TEXTE À LIRE –
┌────────
Il est l'unique auteur, pour l’État comme
pour chaque citoyen, de la prospérité et du vrai bonheur : « La cité
ne tient pas son bonheur d'une autre source que les particuliers, vu
qu'une cité n'est pas autre chose qu'un ensemble de particuliers
unis en société »
.
Les chefs d’État ne sauraient donc refuser de rendre — en leur nom
personnel, et avec tout leur peuple — des hommages publics, de
respect et de soumission à la souveraineté du Christ ; tout en
sauvegardant leur autorité, ils travailleront ainsi à promouvoir et
à développer la prospérité nationale.
14.
Au début de Notre Pontificat, Nous déplorions combien sérieusement
avaient diminué le prestige du droit et le respect dû à l'autorité ;
ce que Nous écrivions alors n'a perdu dans le temps présent ni de
son actualité ni de son à-propos : « Dieu et Jésus-Christ ayant été
exclus de la législation et des affaires publiques, et l'autorité ne
tenant plus son origine de Dieu mais des hommes, il arriva que...
les bases mêmes de l'autorité furent renversées dès lors qu'on
supprimait la raison fondamentale du droit de commander pour les
uns, du devoir d'obéir pour les autres. Inéluctablement, il s'en est
suivi un ébranlement de la société humaine tout entière, désormais
privée de soutien et d'appui solides »
.
Si les hommes venaient à reconnaître
l'autorité royale du Christ dans leur vie privée et dans leur vie
publique, des bienfaits incroyables — une juste liberté, l'ordre et
la tranquillité, la concorde et la paix — se répandraient
infailliblement sur la société tout entière.
En imprimant à l'autorité des princes et
des chefs d’État un caractère sacré, la dignité royale de Notre
Seigneur ennoblit du même coup les devoirs et la soumission des
citoyens. Au point que l'Apôtre saint Paul, après avoir ordonné aux
femmes mariées et aux esclaves de révérer le Christ dans la personne
de leur mari et dans celle de leur maître, leur recommandait
néanmoins de leur obéir non servilement comme à des hommes, mais
uniquement en esprit de foi comme à des représentants du Christ; car
il est honteux, quand on a été racheté par le Christ, d'être soumis
servilement à un homme : Vous avez été rachetés un grand prix, ne
soyez plus soumis servilement à des hommes
.
└────────
DONNÉES DES TÂCHES –
┌────────
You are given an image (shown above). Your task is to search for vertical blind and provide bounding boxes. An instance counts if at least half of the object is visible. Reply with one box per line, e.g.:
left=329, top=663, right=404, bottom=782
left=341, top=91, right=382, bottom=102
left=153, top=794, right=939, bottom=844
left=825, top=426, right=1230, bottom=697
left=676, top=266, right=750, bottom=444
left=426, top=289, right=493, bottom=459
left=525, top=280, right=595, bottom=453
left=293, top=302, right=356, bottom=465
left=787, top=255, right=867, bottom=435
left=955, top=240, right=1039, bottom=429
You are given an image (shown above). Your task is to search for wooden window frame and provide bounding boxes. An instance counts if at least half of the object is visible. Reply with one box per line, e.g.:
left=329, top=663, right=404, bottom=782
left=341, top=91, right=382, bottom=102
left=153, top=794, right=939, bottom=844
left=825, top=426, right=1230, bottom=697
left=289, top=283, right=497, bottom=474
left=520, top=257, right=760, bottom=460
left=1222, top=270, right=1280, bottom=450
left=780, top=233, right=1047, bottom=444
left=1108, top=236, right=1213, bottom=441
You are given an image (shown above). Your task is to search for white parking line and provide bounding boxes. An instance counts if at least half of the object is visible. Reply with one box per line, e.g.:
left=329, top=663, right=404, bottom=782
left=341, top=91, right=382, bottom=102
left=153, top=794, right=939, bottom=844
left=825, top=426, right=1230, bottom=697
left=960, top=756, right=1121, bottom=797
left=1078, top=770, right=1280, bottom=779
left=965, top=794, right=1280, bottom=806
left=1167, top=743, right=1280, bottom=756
└────────
TÂCHES À RÉALISER –
[1] Recopiez mot pour mot les entrées, depuis leur première ligne jusqu'à celle qui contient « left=1108, top=236, right=1213, bottom=441 », incluse.
[2] Rédigez la suite du texte sur la royauté du Christ, à partir de sa dernière phrase.

RÉPONSES AUX TÂCHES –
[1]
You are given an image (shown above). Your task is to search for vertical blind and provide bounding boxes. An instance counts if at least half of the object is visible. Reply with one box per line, e.g.:
left=329, top=663, right=404, bottom=782
left=341, top=91, right=382, bottom=102
left=153, top=794, right=939, bottom=844
left=825, top=426, right=1230, bottom=697
left=676, top=266, right=750, bottom=444
left=426, top=289, right=493, bottom=459
left=525, top=280, right=595, bottom=453
left=293, top=302, right=356, bottom=465
left=787, top=255, right=867, bottom=435
left=955, top=240, right=1039, bottom=429
You are given an image (shown above). Your task is to search for wooden window frame and provide bounding boxes. An instance counts if at least half of the object is visible. Reply with one box per line, e.g.:
left=329, top=663, right=404, bottom=782
left=341, top=91, right=382, bottom=102
left=153, top=794, right=939, bottom=844
left=825, top=426, right=1230, bottom=697
left=289, top=283, right=497, bottom=474
left=520, top=257, right=760, bottom=460
left=1222, top=270, right=1280, bottom=450
left=780, top=233, right=1047, bottom=444
left=1108, top=236, right=1213, bottom=441

[2]
Si les princes et les gouvernants
légitimement choisis étaient persuadés qu'ils commandent bien moins
en leur propre nom qu'au nom et à la place du divin Roi, il est
évident qu'ils useraient de leur autorité avec toute la vertu et la
sagesse possibles. Dans l'élaboration et l'application des lois,
quelle attention ne donneraient-ils pas au bien commun et à la
dignité humaine de leurs subordonnés !
15.
Alors on verrait l'ordre et la tranquillité s'épanouir et se
consolider; toute cause de révolte se trouverait écartée; tout en
reconnaissant dans le prince et les autres dignitaires de l’État des
hommes comme les autres, ses égaux par la nature humaine, en les
voyant même, pour une raison ou pour une autre, incapables ou
indignes, le citoyen ne refuserait point pour autant de leur obéir
quand il observerait qu'en leurs personnes s'offrent à lui l'image
et l'autorité du Christ Dieu et Homme.
Alors les peuples goûteraient les
bienfaits de la concorde et de la paix. Plus loin s'étend un
royaume, plus il embrasse l'universalité du genre humain, plus aussi
— c'est incontestable — les hommes prennent conscience du lien
mutuel qui les unit. Cette conscience préviendrait et empêcherait la
plupart des conflits; en tout cas, elle adoucirait et atténuerait
leur violence. Pourquoi donc, si le royaume du Christ s'étendait de
fait comme il s'étend en droit à tous les hommes, pourquoi
désespérer de cette paix que le Roi pacifique est venu apporter sur
la terre ? Il est venu tout réconcilier
;
il n'est pas venu pour être servi, mais pour servir
;
maître de toutes créatures, il
a donné lui-même l'exemple de l'humilité et a fait de l'humilité,
jointe au précepte de la charité, sa loi principale; il a dit
encore : Mon joug est doux à porter et le poids de mon autorité
léger
.
16.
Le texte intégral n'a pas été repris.